Task instructions
Restate the entries word for word, omitting nothing.

*** Data Section Begins ***

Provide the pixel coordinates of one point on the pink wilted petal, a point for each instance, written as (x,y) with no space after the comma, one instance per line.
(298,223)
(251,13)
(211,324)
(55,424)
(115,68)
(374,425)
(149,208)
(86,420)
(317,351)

*** Data Section Ends ***

Answer section
Provide the pixel coordinates of one point on the pink wilted petal, a point for each instance, written as (x,y) with no space after the comma, one instance per line.
(298,223)
(251,13)
(211,324)
(55,424)
(115,68)
(374,425)
(149,208)
(86,420)
(317,351)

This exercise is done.